Prompt:
How many lines in the records below contain the word "rock"? Give only the number.

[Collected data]
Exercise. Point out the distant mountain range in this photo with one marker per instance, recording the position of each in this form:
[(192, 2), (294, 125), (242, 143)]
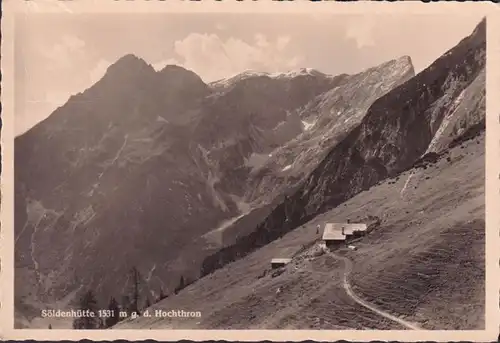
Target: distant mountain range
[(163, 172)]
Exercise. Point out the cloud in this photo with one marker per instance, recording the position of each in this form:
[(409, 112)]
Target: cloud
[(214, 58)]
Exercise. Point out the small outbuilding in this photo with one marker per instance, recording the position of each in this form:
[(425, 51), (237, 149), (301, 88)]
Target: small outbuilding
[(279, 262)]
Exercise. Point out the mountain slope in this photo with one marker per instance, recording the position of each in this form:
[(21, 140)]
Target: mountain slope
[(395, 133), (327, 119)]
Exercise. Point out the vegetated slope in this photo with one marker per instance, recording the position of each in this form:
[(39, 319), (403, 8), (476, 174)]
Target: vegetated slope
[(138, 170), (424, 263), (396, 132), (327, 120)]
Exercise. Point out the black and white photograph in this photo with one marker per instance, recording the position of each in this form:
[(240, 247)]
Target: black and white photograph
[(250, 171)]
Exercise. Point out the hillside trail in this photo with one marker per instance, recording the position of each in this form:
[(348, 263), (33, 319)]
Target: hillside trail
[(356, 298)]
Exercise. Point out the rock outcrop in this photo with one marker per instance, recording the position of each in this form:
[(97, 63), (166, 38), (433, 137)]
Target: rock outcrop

Answer space:
2